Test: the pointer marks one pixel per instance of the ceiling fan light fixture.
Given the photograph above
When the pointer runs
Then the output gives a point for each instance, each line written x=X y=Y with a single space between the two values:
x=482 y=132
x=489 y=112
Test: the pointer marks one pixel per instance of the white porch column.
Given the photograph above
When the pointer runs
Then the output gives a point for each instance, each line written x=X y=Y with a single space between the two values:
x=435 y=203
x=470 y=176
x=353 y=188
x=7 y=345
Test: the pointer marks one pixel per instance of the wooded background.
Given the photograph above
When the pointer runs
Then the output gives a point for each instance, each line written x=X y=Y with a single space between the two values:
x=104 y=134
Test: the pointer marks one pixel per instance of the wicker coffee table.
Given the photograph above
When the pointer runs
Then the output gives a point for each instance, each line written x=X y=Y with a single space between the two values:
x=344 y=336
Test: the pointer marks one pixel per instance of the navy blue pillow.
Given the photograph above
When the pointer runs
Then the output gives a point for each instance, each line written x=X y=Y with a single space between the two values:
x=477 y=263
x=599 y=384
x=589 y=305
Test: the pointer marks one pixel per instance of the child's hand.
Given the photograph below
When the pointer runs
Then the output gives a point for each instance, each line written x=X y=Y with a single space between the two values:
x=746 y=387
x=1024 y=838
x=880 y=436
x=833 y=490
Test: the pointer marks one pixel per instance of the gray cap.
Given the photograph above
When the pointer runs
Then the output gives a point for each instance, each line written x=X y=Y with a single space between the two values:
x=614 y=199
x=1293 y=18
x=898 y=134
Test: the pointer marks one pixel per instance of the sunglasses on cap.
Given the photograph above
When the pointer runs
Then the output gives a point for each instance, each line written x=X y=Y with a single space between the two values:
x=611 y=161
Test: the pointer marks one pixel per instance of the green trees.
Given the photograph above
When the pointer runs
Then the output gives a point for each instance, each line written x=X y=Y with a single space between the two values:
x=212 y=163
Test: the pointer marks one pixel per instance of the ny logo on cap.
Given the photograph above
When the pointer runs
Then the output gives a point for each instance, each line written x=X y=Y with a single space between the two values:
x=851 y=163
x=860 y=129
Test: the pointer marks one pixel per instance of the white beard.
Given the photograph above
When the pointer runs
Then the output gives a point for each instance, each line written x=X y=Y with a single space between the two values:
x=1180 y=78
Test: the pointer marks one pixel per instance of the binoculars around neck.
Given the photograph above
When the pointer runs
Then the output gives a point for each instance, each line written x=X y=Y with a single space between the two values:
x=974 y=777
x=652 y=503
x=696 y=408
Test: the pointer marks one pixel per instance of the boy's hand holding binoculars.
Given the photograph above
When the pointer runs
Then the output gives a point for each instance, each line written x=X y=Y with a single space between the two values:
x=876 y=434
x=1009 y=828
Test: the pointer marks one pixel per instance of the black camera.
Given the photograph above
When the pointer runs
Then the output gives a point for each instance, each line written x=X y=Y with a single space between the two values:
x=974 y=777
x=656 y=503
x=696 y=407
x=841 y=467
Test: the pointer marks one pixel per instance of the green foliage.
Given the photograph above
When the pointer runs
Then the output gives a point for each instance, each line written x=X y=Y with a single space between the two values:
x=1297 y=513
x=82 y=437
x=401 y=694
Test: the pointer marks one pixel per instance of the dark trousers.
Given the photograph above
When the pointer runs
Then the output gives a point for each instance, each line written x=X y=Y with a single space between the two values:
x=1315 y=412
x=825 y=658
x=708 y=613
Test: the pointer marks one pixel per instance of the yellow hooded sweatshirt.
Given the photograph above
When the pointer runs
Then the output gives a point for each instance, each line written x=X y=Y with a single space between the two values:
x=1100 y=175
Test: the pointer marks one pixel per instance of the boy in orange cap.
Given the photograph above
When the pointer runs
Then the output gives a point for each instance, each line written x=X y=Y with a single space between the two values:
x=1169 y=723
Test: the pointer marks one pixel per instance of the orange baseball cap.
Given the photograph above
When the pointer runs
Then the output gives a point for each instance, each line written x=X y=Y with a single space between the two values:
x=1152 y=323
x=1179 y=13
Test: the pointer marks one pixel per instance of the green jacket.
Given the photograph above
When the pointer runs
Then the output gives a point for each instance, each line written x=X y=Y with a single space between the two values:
_ _ _ _ _
(Given request):
Render the lines from the one containing "Test: the pointer marks one pixel per instance of the orange" through the last line of the items as a numbered list, leaving out any blank lines.

(Correct result):
1. Test: the pointer marks one pixel per instance of the orange baseball cap.
2. Given the photograph above
3. When the pointer runs
4. Then the output gives a point for each instance, each line written x=X y=Y with a single space between the two values:
5. x=1152 y=323
6. x=1179 y=13
7. Test: the pointer marks one pixel per instance of the green jacket.
8. Given the photograph above
9. When the pointer runs
10. Then the output gives a point for each instance, each line written x=X y=Y with a single space between the two values:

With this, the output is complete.